The focus of the study was to determine whether the methods were able to correctly detect a strong relationship between x₁ and the mean response (β₁ = 2) in the upper third of the study grid and a moderate but uniform relationship between x₃ and the mean response (β₃ = 1) over the entire study area. Additionally, we were also interested in whether or not the methods can correctly discern that there is 1) no relationship between x₁ and the mean response in the lower two-thirds of the study grid and 2) no relationship between x₂ and the mean response over the entire study area. To evaluate the performance of GWR and GWL in identifying the spatially varying patterns in the coefficients, we started by mapping the average of the coefficient estimates at each location over the study area for both methods.

For each model, we calculated the root-mean-square error (RMSE) from estimation, the RMSPE, and the R² value. The RMSE is defined as $R M S E = \sqrt{\frac{1}{n} \sum_{i = 1}^{n} {[y_{i} - {\hat{y}}_{i}]}^{2}}$ (7) while RMSPE is defined as $R M S P E = \sqrt{\frac{1}{n} \sum_{i = 1}^{n} {[y_{i} - {\hat{y}}_{(i)}]}^{2}}$ (8) where ${\hat{y}}_{(i)}$ is the predicted value of observation i with location i left out of the estimation data set. We then described these summary statistics using the median and interquartile range (IQR) over the 100 simulations.

To evaluate the performance of GWL in terms of variable selection, the percentages of coefficient estimates that were positive, negative, or zero were calculated by region for each simulated data set. We summarized the results across the simulated examples using medians and IQRs. Because GWR does not perform variable selection, we calculated the percentage of coefficient estimates that were positive and negative within each region. Additionally, in an effort to further evaluate the performance of GWR, we approximated the variance of the estimated GWR regression coefficients and created confidence intervals for the estimates at each location based on one and two standard errors (SEs) (ie, ${\hat{β}}_{i k} \pm S E ({\hat{β}}_{i k})$ and ${\hat{β}}_{i k} \pm 2 SE ({\hat{β}}_{i k})$ , for the i = 1,…, n locations, and k = 0, …, p parameters). The estimates were then classified as positive if the confidence interval was above zero, negative if the confidence interval was below zero, and zero (negligible) if the confidence interval contained zero. The covariance of the estimated regression coefficients was approximated¹⁹ as $V a r [{\hat{β}}_{i}] = [{(X^{T} W_{i} X)}^{- 1} X^{T} W_{i}] {[{(X^{T} W_{i} X)}^{- 1} X^{T} W_{i}]}^{T} {\hat{σ}}^{2}$ (9) where the estimated error variance, ${\hat{σ}}^{2}$ , is given as ${\hat{σ}}^{2} = \sum_{i = 1}^{n} {(y_{i} - {\hat{y}}_{i})}^{2} / (n - (2 trace (H) - trace (H^{T} H)))$ (10) with the ith row of the hat matrix defined as $H_{i} = X_{i} {(X^{T} W_{i} X)}^{- 1} X^{T} W_{i}$ (11)

- [Objectives]
• a. List the summary statistics that the passage on comparing GWR and GWL says were calculated for each model.
• b. In the passage on comparing GWR and GWL, reproduce word for word everything from "The focus of" down to "for both methods.".

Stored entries
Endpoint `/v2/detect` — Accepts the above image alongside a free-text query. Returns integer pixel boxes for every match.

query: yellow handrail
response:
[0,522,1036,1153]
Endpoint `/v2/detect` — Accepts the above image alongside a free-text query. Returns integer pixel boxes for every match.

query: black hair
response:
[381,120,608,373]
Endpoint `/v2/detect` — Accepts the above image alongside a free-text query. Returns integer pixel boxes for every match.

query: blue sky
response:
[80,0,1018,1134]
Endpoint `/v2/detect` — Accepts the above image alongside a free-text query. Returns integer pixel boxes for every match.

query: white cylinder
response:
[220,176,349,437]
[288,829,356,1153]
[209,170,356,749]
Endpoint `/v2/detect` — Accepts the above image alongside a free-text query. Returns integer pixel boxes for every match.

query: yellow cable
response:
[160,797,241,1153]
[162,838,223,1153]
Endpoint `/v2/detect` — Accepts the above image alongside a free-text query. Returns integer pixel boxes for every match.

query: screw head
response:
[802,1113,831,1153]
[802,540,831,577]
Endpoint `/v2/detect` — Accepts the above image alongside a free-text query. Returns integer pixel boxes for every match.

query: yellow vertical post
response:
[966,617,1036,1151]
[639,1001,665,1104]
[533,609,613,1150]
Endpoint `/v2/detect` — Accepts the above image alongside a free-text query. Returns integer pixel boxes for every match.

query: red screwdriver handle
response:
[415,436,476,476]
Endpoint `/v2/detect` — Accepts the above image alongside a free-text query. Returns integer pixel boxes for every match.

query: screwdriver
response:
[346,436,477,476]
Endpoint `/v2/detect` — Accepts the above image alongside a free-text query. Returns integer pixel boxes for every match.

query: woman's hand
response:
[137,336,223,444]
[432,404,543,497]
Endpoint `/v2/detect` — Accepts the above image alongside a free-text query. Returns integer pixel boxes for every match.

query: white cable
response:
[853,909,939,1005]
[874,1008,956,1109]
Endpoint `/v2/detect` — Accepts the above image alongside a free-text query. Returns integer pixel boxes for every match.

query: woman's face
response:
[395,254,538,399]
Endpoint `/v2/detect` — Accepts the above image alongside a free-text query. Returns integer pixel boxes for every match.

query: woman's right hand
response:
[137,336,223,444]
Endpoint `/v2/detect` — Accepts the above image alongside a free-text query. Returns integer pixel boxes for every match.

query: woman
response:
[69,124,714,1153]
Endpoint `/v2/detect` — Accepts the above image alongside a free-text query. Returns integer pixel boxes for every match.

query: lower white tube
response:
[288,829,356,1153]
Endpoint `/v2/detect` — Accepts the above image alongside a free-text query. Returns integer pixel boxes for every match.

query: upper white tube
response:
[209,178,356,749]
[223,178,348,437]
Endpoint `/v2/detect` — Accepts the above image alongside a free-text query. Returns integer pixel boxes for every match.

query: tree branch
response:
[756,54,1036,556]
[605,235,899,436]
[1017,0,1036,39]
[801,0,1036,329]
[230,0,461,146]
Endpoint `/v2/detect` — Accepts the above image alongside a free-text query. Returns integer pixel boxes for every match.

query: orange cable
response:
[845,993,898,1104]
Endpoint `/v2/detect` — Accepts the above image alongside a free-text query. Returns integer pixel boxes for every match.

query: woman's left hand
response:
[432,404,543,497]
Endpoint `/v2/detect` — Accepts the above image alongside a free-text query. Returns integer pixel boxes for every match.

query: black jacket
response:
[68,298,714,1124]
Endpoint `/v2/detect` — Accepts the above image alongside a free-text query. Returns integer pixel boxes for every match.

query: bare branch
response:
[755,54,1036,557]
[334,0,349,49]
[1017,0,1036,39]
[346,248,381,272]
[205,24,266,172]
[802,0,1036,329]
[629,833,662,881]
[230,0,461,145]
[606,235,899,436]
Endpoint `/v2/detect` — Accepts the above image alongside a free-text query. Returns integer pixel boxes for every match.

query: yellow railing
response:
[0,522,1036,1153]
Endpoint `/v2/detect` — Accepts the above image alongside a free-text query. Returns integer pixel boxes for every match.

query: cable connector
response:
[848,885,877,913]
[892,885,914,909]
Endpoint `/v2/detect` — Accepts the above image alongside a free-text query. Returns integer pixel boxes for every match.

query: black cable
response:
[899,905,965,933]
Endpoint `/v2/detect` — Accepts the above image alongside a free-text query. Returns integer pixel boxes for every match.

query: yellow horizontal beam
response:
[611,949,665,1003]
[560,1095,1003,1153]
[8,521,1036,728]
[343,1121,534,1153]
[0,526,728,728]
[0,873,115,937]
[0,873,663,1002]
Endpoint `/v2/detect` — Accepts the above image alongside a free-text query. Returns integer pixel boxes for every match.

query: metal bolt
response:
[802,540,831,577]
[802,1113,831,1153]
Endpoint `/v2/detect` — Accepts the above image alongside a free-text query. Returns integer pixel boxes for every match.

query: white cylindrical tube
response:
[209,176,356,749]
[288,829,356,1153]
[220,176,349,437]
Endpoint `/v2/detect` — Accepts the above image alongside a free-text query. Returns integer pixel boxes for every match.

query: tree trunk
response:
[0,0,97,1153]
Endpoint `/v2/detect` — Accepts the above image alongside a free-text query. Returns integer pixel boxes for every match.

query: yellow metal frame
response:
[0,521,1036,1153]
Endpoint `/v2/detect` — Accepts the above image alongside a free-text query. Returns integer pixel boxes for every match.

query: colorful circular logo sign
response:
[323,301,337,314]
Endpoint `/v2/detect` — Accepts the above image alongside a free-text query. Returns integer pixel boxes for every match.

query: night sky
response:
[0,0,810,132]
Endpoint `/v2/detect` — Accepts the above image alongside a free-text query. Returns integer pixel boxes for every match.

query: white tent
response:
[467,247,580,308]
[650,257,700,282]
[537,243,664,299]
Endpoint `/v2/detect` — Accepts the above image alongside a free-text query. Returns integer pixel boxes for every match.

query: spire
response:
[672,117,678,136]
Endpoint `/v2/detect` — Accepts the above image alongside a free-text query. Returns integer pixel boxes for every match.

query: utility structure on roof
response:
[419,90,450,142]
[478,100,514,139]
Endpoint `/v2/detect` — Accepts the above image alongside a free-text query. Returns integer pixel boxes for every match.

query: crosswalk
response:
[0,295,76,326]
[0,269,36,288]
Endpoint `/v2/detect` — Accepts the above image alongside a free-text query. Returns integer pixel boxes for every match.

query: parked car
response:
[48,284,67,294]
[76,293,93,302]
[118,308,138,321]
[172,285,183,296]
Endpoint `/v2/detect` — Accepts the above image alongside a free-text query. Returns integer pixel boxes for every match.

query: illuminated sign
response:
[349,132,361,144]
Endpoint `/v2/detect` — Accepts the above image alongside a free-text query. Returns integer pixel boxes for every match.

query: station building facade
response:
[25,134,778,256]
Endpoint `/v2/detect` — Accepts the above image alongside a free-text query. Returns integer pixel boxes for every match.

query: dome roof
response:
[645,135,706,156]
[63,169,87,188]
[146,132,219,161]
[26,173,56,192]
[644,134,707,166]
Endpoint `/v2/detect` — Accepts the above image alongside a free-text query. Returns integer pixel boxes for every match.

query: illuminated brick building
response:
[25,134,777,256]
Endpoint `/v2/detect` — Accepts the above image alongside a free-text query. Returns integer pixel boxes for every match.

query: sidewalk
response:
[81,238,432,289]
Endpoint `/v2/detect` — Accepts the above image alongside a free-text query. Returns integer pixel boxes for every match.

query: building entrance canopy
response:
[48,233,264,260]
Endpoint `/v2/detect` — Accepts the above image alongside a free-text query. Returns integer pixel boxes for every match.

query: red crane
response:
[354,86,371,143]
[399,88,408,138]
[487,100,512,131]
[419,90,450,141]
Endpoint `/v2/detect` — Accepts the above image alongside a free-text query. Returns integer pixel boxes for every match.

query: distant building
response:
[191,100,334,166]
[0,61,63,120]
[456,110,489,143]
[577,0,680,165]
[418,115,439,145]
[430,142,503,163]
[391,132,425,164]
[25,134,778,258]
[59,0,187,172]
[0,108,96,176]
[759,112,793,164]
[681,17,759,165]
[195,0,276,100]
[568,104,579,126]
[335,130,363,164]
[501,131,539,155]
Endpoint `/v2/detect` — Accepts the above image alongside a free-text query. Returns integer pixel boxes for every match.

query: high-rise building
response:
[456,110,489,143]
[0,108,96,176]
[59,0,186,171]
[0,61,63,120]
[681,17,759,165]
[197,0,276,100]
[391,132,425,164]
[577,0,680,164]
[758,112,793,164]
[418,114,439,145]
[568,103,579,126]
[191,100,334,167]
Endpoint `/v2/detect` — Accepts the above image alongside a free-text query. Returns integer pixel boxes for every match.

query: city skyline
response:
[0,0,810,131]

- [Worked answers]
• a.
- Root-mean-square error (RMSE) from estimation
- RMSPE
- R² value

• b.
The focus of the study was to determine whether the methods were able to correctly detect a strong relationship between x₁ and the mean response (β₁ = 2) in the upper third of the study grid and a moderate but uniform relationship between x₃ and the mean response (β₃ = 1) over the entire study area. Additionally, we were also interested in whether or not the methods can correctly discern that there is 1) no relationship between x₁ and the mean response in the lower two-thirds of the study grid and 2) no relationship between x₂ and the mean response over the entire study area. To evaluate the performance of GWR and GWL in identifying the spatially varying patterns in the coefficients, we started by mapping the average of the coefficient estimates at each location over the study area for both methods.